**WRITTEN INSTRUCTION**
Can you write out the entries below again with each "Indicate" changed to "Mark" and nothing else altered?

---------- DATA SUPPLIED ----------

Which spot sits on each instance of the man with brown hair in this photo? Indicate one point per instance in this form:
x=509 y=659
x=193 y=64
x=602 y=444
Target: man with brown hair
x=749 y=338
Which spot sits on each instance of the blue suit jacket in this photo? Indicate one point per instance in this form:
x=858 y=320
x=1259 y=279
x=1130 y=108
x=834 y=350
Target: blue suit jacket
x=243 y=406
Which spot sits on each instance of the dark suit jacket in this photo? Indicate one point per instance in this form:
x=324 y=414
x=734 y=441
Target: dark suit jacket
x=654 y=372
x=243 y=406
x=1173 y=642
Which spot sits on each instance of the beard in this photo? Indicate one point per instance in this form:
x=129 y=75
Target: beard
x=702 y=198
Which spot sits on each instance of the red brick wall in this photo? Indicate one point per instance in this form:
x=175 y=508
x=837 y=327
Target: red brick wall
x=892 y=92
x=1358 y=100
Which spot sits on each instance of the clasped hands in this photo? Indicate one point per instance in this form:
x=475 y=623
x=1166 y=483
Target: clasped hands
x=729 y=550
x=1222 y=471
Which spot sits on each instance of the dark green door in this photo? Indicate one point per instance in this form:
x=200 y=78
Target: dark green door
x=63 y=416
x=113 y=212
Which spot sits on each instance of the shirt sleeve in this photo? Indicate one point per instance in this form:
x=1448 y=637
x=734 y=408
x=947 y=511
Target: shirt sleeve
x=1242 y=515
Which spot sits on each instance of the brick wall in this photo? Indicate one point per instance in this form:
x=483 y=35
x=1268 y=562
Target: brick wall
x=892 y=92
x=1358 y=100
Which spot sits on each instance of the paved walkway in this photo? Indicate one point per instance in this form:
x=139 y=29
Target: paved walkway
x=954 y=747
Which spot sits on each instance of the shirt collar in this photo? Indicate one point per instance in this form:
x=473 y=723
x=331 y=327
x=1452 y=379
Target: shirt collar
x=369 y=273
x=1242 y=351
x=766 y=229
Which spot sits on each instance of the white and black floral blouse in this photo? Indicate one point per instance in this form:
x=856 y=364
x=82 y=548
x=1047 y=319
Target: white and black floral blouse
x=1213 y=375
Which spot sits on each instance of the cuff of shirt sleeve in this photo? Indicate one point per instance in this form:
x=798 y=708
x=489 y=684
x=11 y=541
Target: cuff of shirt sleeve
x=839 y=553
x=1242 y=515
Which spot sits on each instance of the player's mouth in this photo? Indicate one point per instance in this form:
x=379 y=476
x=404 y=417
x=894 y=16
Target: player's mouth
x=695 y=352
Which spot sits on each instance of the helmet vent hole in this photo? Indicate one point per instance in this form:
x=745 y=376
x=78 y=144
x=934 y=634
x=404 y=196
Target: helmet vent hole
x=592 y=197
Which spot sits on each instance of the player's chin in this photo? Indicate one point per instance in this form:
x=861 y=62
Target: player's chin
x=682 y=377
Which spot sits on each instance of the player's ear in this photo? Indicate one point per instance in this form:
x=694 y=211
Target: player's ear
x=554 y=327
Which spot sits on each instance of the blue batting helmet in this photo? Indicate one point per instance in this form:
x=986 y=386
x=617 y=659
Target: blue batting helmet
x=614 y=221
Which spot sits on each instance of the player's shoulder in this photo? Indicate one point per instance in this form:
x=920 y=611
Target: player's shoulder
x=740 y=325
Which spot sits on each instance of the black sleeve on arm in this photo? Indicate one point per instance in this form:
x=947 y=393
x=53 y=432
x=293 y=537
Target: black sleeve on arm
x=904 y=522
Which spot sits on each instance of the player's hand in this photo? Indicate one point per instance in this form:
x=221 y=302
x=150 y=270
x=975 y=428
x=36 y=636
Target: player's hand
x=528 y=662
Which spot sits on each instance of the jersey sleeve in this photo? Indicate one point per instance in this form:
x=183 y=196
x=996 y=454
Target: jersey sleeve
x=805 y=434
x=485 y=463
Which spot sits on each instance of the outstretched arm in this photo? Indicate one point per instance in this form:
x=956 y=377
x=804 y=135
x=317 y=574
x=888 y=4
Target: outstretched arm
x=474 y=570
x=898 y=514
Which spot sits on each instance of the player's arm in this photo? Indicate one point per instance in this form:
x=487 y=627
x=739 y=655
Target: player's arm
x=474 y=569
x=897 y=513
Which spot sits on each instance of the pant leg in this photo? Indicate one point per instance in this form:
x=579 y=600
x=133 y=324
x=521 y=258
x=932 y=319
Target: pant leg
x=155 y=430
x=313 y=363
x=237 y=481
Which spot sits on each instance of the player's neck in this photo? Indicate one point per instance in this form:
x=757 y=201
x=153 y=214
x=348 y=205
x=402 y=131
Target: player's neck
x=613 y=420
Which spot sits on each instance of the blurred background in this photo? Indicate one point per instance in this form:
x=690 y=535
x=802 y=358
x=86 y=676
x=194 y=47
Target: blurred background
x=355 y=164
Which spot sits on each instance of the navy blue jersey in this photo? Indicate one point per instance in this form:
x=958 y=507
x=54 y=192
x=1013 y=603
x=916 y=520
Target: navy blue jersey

----------

**ANSWER TO THIS TASK**
Which spot sits on each instance of the man with brown hair in this photo? Mark one point per instance in this form:
x=509 y=659
x=193 y=64
x=602 y=444
Target: man with brown hair
x=749 y=338
Which spot sits on each instance of the blue suit jacket in this photo? Mark one point per instance in this form:
x=858 y=320
x=1259 y=279
x=1130 y=108
x=834 y=350
Target: blue suit jacket
x=243 y=406
Which spot sits on each instance of the dark suit jacket in this photo? Mark one point per instance in this form:
x=324 y=414
x=734 y=441
Target: dark suit jacket
x=654 y=372
x=243 y=406
x=1173 y=642
Which spot sits on each instance of the beard in this photo? Mark one point per instance in this form:
x=129 y=75
Target: beard
x=702 y=198
Which spot sits on each instance of the red brick wall in this photo? Mark one point per instance in this form:
x=175 y=508
x=837 y=327
Target: red brick wall
x=892 y=92
x=1358 y=100
Which spot sits on each instance of the clasped hands in this photo? Mark one point per instance in this form:
x=475 y=623
x=1166 y=483
Target: clasped hands
x=729 y=550
x=1222 y=471
Which spot sits on each instance of the dark green door in this photo? Mark one point per instance in this form:
x=200 y=78
Target: dark green door
x=63 y=416
x=113 y=212
Which spot sits on each instance of the shirt sleeve in this photo? Mark one point per instance in this form:
x=1448 y=637
x=734 y=408
x=947 y=511
Target: shirt sleeve
x=1242 y=515
Which spot sits on each instance of the brick wall in this photo? Mark one point per instance in this form:
x=483 y=35
x=1268 y=562
Target: brick wall
x=892 y=92
x=1358 y=100
Which spot sits on each instance of the paved walkway in this photo? Mark one point per instance in this form:
x=139 y=29
Target: paved walkway
x=954 y=747
Which spot sits on each instance of the shirt collar in this photo? Mark one point per instance in this form:
x=473 y=723
x=331 y=327
x=1452 y=379
Target: shirt collar
x=369 y=273
x=1242 y=351
x=766 y=229
Which spot sits on each instance of the white and black floral blouse in this photo? Mark one point per instance in this form:
x=856 y=364
x=82 y=548
x=1047 y=319
Target: white and black floral blouse
x=1213 y=375
Which spot sits on each instance of the cuff of shirt sleeve in this photo? Mark one point per instance in this form:
x=798 y=708
x=489 y=684
x=11 y=541
Target: cuff of shirt sleeve
x=839 y=553
x=1242 y=515
Which spot sits on each instance of the player's mouth in this photo? Mark one point per instance in this form:
x=379 y=476
x=404 y=417
x=894 y=16
Target: player's mouth
x=695 y=352
Which spot sits on each instance of the helmet vent hole in this photo? Mark one point per instance in this form:
x=745 y=376
x=78 y=144
x=934 y=634
x=404 y=196
Target: helmet vent hole
x=592 y=197
Which spot sits on each instance of the player's chin in this photo? Mark one point per instance in this form:
x=861 y=62
Target: player's chin
x=682 y=377
Which spot sits on each instance of the player's ear in this photo? Mark one point per instance in this form:
x=694 y=211
Target: player's ear
x=554 y=327
Which spot sits on each instance of the blue batting helmet in this photo? Mark one point per instance in this form:
x=986 y=386
x=617 y=659
Target: blue batting helmet
x=614 y=221
Which spot sits on each instance of the player's shoulder in this photo? Mark one point per instance in this form:
x=920 y=611
Target: player's shoulder
x=740 y=325
Which spot sits on each instance of the black sleeve on arm in this photo? Mark one point per instance in this form:
x=947 y=393
x=53 y=432
x=293 y=537
Target: black sleeve on arm
x=904 y=522
Which spot sits on each instance of the player's hand in this photo? Mark one point per instance in this form:
x=221 y=302
x=150 y=270
x=975 y=428
x=36 y=636
Target: player's hand
x=528 y=662
Which spot sits on each instance of the jersey sleeve in this photo? Mark one point per instance in this form:
x=183 y=196
x=996 y=454
Target: jersey sleeve
x=805 y=434
x=485 y=463
Which spot sits on each instance of the outstretched arm in this photo? Mark one point per instance in this form:
x=956 y=377
x=804 y=135
x=317 y=574
x=888 y=4
Target: outstretched arm
x=474 y=570
x=898 y=514
Which spot sits on each instance of the player's arm in this photo? Mark one point per instance in this form:
x=487 y=627
x=739 y=655
Target: player's arm
x=474 y=569
x=897 y=513
Which spot sits on each instance of the pant leg in this photo? Mark one point per instance in this form:
x=579 y=600
x=133 y=324
x=521 y=258
x=932 y=319
Target: pant leg
x=155 y=430
x=313 y=363
x=237 y=481
Which spot sits on each instance of the player's neck in this photo? Mark one point per instance in this form:
x=757 y=201
x=153 y=214
x=348 y=205
x=402 y=131
Target: player's neck
x=613 y=420
Which spot sits on each instance of the blurred background in this photo? Mark one point per instance in this form:
x=690 y=535
x=802 y=358
x=86 y=676
x=194 y=47
Target: blurred background
x=355 y=164
Which spot sits on each instance of the navy blue jersey in this photo? Mark one point per instance in this form:
x=958 y=507
x=54 y=192
x=1013 y=603
x=916 y=520
Target: navy blue jersey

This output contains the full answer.